**WORK INSTRUCTIONS**
Please render the records below as a Markdown table with two columns, Row and Line, giving each nonblank line its own numbered row and leaving out blank lines.

**DATA ROWS**
** Begin **

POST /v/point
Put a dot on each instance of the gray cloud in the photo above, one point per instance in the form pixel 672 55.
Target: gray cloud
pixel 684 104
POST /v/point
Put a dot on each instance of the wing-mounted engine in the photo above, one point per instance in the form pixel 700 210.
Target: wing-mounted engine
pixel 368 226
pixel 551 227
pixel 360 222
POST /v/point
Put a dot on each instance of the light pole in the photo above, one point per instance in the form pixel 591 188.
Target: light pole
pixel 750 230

** End **

**ANSWER TO THIS PROBLEM**
| Row | Line |
|---|---|
| 1 | POST /v/point |
| 2 | Put a dot on each instance of the gray cloud in the photo above, one point per instance in the form pixel 672 55. |
| 3 | Target: gray cloud |
| 4 | pixel 684 104 |
| 5 | POST /v/point |
| 6 | Put a dot on each instance of the wing-mounted engine in the photo above, one point per instance in the form pixel 700 210. |
| 7 | Target: wing-mounted engine |
| 8 | pixel 368 226 |
| 9 | pixel 551 227 |
| 10 | pixel 360 222 |
| 11 | POST /v/point |
| 12 | Put a dot on each instance of the light pole in the photo above, one point per instance in the form pixel 591 188. |
| 13 | Target: light pole |
| 14 | pixel 750 230 |